■ **What to work on**:
Duplicate the lines below without any change, from the line containing "of the **man's" through the line containing "M0 127L0 135L4", both included, and give only those lines.

>> START Data rows

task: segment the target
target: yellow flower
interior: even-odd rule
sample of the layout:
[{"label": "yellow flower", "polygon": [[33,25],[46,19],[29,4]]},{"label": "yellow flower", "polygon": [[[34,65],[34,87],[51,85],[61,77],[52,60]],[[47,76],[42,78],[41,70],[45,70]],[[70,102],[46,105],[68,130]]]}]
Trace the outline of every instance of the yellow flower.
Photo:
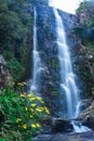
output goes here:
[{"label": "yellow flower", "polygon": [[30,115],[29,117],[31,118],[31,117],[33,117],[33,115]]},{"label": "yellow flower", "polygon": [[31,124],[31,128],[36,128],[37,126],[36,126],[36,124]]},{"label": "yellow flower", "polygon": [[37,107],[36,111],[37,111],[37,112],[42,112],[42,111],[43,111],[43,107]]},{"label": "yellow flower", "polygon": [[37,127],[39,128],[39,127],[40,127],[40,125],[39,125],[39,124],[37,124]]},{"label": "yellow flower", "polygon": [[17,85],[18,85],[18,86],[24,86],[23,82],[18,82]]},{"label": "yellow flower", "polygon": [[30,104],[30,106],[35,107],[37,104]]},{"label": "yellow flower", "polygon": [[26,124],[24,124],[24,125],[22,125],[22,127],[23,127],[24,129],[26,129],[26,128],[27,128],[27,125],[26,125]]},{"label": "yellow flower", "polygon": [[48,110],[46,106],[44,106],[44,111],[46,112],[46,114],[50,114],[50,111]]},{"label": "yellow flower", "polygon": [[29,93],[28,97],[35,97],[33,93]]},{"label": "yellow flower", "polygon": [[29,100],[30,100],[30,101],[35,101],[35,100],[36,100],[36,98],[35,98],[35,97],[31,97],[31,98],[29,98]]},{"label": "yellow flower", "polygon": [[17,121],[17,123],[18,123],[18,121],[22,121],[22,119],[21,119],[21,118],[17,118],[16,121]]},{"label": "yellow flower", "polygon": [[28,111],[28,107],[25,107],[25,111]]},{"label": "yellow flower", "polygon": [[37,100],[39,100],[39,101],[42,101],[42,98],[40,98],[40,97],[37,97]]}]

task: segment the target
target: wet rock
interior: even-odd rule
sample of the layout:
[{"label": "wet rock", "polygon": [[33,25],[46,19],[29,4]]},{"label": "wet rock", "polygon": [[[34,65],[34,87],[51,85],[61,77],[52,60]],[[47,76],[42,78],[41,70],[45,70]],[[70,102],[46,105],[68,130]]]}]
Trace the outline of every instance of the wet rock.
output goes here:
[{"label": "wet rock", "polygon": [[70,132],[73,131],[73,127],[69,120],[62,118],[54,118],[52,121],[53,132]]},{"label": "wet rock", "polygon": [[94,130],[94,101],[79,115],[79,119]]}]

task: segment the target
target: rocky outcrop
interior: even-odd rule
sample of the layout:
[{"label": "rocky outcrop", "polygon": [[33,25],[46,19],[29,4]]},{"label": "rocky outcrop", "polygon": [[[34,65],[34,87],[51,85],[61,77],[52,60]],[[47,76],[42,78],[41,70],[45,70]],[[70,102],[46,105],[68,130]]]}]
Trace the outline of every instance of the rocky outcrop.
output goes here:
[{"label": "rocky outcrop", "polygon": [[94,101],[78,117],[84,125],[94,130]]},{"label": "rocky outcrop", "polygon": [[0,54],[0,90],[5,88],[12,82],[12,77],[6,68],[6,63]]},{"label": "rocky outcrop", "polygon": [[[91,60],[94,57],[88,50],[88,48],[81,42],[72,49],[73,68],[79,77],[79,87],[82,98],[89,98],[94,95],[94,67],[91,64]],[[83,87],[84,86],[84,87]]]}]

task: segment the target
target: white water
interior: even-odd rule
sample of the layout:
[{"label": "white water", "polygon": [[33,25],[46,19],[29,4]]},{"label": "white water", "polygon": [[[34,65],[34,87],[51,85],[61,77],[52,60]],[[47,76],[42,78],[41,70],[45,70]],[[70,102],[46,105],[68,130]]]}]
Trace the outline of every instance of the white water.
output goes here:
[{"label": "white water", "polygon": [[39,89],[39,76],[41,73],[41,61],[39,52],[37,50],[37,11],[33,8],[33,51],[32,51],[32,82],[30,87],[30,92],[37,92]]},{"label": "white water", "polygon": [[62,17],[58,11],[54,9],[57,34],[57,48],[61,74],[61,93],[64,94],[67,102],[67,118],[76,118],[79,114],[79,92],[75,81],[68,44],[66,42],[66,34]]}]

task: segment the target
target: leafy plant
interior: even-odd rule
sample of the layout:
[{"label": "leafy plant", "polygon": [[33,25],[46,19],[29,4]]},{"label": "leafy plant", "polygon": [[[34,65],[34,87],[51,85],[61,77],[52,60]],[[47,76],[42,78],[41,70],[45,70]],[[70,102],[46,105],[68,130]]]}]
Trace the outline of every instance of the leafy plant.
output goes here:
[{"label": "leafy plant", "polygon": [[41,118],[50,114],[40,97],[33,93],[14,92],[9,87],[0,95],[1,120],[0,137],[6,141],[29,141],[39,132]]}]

>> END Data rows
>> START Data rows

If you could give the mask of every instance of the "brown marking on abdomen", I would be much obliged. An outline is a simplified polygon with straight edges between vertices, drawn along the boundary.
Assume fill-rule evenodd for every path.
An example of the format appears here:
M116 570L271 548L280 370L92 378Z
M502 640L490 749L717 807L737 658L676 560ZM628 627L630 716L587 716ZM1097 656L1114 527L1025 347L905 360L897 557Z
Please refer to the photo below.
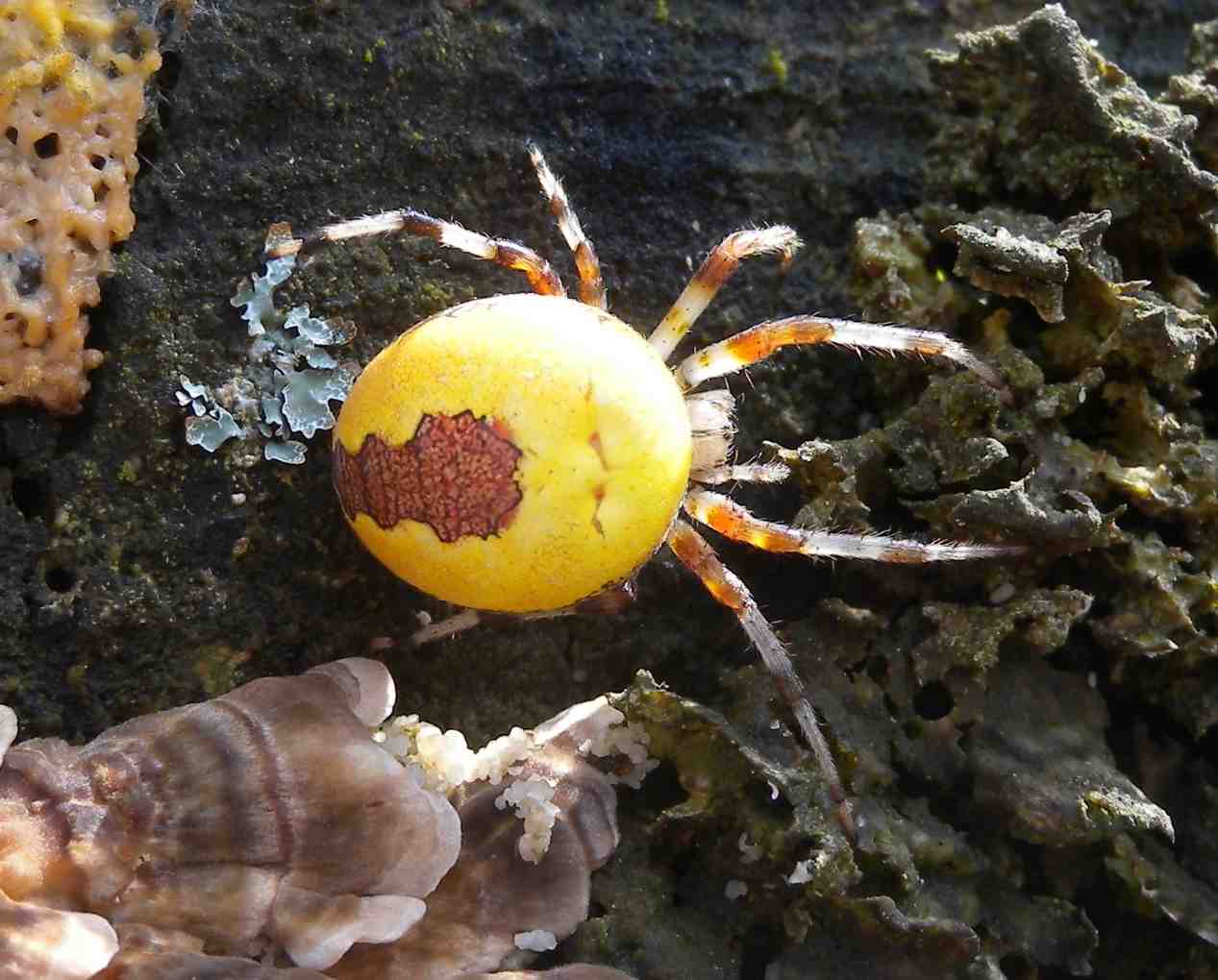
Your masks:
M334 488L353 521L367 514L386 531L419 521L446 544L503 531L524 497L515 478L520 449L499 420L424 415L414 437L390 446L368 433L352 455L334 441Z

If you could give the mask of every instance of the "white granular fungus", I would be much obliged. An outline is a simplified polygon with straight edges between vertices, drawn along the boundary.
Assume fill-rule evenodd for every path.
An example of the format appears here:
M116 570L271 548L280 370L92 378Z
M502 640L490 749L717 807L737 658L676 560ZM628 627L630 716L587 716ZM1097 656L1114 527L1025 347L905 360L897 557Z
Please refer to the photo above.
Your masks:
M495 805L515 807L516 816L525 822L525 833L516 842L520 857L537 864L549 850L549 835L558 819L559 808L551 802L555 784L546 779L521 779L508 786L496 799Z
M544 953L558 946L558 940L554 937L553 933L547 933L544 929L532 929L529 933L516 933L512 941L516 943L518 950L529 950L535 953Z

>> END Data rows
>> START Data rows

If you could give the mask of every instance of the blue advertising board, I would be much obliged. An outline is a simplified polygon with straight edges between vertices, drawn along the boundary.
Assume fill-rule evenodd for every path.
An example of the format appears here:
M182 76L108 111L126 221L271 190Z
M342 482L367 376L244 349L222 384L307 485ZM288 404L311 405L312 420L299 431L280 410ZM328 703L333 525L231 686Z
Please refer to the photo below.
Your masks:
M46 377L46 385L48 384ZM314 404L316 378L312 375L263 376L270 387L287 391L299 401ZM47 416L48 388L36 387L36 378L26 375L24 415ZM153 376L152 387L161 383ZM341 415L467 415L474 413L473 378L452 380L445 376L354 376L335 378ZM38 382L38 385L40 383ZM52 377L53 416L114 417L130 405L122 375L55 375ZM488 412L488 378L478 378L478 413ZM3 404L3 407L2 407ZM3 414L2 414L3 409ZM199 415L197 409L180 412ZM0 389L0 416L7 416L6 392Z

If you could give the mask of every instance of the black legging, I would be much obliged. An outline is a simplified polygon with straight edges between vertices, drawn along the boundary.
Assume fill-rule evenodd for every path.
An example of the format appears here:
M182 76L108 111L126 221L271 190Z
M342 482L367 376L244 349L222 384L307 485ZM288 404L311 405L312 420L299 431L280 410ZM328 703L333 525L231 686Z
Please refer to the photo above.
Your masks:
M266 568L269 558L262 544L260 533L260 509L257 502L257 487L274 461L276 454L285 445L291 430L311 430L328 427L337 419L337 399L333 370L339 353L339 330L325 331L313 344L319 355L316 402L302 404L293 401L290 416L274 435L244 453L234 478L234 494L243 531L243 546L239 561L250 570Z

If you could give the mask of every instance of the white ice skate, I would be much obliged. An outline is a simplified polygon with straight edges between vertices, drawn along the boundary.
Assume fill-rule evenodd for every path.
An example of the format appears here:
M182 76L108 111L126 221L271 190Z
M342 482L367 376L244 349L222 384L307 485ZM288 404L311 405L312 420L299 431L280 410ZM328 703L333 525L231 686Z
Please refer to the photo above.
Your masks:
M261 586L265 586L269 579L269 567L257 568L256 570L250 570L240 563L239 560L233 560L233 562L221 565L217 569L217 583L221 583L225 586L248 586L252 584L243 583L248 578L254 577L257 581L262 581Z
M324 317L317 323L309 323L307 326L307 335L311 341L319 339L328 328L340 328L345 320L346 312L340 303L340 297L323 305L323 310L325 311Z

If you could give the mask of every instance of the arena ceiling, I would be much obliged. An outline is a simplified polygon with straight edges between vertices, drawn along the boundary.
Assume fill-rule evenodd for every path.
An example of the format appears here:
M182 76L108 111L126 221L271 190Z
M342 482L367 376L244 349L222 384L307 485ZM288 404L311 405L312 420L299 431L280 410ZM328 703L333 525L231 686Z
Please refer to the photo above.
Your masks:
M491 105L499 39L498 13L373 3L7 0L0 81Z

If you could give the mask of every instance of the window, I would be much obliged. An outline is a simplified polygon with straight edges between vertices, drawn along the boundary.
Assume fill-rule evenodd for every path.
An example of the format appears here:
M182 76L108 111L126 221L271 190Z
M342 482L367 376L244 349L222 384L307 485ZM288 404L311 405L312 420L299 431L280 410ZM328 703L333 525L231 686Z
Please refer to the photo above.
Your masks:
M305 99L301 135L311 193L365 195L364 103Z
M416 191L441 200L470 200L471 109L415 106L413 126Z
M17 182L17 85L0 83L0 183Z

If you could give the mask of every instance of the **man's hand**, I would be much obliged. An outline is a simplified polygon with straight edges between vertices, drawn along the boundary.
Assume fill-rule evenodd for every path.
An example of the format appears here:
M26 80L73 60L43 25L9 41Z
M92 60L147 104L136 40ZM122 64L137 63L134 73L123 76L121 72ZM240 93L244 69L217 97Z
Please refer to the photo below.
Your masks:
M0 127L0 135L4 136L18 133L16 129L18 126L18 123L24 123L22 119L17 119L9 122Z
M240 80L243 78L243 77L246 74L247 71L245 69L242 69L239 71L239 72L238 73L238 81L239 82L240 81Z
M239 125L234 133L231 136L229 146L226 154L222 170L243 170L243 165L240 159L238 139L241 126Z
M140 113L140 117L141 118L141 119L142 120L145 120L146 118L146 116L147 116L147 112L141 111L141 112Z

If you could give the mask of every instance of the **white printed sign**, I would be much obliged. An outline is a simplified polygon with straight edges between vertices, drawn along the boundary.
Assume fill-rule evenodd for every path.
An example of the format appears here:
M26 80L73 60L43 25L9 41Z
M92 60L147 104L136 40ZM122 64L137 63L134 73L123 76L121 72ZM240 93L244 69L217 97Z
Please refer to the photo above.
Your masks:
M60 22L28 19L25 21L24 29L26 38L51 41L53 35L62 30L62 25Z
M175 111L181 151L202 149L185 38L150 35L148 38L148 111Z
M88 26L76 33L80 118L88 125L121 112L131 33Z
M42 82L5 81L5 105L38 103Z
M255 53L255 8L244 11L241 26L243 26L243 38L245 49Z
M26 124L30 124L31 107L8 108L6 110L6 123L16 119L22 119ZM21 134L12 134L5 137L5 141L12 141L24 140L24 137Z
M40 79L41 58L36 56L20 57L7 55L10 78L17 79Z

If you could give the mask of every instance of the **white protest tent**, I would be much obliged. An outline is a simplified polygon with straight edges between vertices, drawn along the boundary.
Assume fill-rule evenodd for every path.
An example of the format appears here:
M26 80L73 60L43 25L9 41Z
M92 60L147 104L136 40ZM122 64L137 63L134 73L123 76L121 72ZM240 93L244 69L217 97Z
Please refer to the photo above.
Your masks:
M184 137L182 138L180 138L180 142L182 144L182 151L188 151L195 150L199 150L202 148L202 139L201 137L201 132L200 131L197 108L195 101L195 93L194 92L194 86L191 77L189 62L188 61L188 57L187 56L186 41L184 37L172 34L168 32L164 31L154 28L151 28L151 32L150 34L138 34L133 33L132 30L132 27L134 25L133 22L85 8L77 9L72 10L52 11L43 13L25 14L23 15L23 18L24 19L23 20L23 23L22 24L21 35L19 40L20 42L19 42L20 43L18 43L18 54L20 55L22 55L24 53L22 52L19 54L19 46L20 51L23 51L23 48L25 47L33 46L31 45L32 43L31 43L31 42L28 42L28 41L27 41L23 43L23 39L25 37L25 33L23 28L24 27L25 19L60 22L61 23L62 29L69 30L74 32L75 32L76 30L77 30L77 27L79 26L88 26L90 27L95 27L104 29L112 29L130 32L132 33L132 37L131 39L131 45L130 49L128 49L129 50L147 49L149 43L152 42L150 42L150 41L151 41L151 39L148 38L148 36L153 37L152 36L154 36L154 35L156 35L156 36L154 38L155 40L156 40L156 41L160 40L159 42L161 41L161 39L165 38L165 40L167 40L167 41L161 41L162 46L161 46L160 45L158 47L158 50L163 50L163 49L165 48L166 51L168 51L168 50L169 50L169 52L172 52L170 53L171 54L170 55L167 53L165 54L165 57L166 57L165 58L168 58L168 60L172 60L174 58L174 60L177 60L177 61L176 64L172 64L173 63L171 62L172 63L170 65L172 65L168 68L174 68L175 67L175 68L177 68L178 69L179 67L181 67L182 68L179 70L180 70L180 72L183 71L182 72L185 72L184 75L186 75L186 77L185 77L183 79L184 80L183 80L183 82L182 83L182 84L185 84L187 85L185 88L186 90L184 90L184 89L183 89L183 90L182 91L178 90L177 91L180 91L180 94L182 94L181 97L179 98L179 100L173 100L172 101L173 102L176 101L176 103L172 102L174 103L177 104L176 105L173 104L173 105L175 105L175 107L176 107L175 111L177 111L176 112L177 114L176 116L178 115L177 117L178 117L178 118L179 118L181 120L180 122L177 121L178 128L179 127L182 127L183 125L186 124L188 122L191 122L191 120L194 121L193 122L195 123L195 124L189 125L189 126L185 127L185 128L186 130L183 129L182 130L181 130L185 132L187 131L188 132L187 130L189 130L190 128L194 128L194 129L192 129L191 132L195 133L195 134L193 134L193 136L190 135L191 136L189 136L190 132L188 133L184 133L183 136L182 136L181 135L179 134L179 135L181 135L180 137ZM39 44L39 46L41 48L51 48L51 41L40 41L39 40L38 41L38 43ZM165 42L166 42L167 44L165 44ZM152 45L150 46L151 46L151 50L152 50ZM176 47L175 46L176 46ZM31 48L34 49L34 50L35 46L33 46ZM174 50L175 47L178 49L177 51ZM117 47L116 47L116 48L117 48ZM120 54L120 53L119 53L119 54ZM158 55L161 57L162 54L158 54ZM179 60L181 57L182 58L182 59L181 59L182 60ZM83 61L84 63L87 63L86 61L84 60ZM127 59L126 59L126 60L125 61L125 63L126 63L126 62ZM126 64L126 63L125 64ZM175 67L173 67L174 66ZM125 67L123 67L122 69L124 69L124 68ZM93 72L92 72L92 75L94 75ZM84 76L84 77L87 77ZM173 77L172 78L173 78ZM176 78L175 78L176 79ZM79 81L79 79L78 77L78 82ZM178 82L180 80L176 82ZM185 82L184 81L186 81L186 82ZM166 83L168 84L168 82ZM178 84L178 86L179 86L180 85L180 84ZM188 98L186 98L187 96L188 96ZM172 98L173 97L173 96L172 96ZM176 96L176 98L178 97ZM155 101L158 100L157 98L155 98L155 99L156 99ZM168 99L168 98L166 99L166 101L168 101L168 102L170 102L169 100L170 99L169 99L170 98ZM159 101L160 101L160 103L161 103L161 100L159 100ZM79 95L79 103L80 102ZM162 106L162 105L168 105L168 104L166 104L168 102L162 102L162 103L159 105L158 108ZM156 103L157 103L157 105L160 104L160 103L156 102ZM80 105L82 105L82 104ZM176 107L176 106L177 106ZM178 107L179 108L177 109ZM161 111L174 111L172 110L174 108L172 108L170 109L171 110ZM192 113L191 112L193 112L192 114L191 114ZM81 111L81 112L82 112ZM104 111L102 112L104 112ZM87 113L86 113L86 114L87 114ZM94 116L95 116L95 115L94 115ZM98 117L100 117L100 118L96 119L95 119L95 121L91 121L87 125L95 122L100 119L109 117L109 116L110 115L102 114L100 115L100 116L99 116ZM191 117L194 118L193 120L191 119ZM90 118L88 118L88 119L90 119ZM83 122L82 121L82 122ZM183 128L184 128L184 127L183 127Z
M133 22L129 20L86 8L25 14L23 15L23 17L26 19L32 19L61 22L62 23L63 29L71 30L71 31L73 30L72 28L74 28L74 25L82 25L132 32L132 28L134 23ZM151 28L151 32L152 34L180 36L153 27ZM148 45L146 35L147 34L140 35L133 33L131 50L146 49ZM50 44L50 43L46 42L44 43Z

>> END Data rows

■ **Answer for this exercise**:
If you could give the mask of every instance of the **man's hand**, I would be much obliged. An outline is a simplified polygon with straight edges between vertices, drawn along the boundary.
Assume fill-rule evenodd for every path.
An example of the format appears here:
M26 80L73 60L43 25L9 41Z
M92 60L147 104L136 40ZM122 64L137 63L134 73L123 76L121 72ZM240 93L244 69L217 97Z
Please refer to the photo below.
Your masks:
M0 127L0 135L4 136L18 133L16 129L18 126L18 123L24 123L22 119L17 119L9 122Z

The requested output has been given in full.